> [AIM OF THE TASK]
Reproduce exactly the lines below from the one containing "spot the tree trunk." through the one containing "spot the horse's leg.", including both, and nothing else.

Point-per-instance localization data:
------------------------------------------------------------------------

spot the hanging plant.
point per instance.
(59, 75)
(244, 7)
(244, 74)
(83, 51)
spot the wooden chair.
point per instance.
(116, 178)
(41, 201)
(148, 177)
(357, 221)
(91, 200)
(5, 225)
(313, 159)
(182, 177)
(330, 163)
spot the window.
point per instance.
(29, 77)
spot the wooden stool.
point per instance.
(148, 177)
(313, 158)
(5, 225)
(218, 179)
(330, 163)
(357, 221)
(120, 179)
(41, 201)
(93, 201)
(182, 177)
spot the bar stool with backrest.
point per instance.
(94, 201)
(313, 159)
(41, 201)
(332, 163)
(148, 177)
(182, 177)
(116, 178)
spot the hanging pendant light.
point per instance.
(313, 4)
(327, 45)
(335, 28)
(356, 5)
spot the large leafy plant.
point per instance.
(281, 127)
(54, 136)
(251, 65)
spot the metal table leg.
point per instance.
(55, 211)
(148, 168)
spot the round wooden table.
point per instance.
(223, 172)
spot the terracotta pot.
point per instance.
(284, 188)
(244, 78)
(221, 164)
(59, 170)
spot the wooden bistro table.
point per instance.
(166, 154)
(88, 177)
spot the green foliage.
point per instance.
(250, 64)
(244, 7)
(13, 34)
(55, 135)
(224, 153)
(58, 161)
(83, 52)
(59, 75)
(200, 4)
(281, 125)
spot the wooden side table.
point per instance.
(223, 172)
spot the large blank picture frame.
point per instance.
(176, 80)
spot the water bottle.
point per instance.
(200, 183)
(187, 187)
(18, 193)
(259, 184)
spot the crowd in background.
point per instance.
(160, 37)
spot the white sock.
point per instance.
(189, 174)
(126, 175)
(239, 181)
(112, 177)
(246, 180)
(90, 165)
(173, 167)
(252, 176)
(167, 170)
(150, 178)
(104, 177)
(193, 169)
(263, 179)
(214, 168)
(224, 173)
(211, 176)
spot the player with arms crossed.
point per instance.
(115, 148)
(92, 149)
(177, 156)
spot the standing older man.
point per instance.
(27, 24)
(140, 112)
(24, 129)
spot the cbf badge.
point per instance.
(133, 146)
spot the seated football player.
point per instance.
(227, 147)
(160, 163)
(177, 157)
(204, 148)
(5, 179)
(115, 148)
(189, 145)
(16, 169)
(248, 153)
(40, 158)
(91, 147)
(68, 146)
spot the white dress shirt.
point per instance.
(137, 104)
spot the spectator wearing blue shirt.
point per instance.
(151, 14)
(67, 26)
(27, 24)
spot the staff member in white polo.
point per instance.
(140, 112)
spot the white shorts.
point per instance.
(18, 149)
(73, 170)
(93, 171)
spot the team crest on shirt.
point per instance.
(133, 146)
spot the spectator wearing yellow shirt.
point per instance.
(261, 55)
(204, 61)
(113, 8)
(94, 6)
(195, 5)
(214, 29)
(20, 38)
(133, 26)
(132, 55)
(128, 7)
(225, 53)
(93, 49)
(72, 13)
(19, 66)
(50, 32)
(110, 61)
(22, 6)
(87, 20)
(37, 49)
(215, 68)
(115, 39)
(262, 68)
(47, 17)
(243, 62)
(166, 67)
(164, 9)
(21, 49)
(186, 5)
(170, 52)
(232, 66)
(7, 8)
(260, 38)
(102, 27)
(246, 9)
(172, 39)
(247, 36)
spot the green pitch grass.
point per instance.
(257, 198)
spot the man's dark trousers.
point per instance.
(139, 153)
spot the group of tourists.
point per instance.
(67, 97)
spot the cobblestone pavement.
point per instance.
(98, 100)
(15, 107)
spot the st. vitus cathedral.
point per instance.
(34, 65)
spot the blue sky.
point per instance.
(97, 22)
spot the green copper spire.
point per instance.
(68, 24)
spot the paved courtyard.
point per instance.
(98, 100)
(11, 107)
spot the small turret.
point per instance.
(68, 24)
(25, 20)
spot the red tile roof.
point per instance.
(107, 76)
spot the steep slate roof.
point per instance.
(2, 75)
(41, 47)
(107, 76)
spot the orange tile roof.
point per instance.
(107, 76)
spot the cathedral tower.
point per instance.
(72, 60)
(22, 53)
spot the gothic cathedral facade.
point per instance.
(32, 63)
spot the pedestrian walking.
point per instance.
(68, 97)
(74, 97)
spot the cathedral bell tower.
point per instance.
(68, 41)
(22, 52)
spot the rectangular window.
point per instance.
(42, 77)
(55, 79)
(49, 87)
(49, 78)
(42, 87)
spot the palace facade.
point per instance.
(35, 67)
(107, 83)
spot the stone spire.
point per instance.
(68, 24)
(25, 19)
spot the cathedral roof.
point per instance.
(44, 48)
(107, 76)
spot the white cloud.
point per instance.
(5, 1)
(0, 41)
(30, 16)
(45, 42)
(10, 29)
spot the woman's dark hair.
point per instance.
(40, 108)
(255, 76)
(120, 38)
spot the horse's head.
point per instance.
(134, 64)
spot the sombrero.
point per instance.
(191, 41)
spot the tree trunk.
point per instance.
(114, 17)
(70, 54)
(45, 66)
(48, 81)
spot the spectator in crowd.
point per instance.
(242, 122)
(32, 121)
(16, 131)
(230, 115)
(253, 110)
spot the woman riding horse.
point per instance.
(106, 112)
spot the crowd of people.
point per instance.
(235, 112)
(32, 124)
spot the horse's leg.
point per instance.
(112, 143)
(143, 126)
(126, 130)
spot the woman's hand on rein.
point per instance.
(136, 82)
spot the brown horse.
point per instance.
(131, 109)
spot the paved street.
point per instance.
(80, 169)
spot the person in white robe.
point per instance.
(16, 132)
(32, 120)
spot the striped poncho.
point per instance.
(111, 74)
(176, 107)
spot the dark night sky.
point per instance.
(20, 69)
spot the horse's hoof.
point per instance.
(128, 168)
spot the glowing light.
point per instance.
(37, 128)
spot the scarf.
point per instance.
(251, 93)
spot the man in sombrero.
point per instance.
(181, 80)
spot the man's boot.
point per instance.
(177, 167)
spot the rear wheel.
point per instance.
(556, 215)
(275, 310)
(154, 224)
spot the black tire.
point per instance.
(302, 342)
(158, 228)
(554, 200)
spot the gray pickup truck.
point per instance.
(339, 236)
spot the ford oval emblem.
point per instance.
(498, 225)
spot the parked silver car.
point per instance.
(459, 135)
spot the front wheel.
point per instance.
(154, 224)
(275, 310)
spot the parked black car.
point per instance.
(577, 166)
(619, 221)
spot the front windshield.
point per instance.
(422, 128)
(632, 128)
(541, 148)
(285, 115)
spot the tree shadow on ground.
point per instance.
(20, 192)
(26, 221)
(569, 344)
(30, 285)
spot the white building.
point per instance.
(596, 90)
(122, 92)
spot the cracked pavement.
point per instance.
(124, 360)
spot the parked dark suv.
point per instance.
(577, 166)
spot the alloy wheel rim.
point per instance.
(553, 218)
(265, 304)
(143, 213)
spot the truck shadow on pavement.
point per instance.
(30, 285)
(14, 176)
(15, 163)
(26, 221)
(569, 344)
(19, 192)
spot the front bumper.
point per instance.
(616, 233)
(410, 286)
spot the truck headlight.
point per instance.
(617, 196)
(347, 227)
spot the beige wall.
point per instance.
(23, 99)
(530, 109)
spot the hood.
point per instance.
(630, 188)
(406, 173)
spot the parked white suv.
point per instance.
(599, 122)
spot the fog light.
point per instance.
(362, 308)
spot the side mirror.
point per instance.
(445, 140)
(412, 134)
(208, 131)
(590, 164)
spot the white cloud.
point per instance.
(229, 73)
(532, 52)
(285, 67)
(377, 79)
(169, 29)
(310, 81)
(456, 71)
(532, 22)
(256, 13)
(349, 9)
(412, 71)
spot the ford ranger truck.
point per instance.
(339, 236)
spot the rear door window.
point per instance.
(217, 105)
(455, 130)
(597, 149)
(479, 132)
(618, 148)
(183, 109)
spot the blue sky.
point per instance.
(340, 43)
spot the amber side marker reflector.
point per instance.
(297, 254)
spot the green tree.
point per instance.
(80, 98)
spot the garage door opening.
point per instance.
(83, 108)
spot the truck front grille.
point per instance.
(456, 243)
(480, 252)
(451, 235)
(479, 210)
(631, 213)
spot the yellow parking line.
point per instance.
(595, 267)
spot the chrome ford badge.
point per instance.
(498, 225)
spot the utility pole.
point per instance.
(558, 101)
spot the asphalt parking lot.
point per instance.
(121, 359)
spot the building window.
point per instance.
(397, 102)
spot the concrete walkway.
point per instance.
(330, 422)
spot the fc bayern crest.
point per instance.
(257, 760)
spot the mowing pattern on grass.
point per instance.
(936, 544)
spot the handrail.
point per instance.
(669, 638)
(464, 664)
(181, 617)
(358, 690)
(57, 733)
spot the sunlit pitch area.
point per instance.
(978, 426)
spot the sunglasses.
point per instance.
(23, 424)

------------------------------------------------------------------------

> [RESULT OF THE TASK]
spot the tree trunk.
point per instance.
(114, 17)
(70, 54)
(45, 66)
(48, 81)
spot the spectator in crowd.
point per instance.
(242, 122)
(32, 121)
(16, 131)
(230, 115)
(253, 110)
spot the woman riding horse.
point per instance.
(106, 112)
spot the crowd of people.
point per instance.
(235, 112)
(32, 124)
spot the horse's leg.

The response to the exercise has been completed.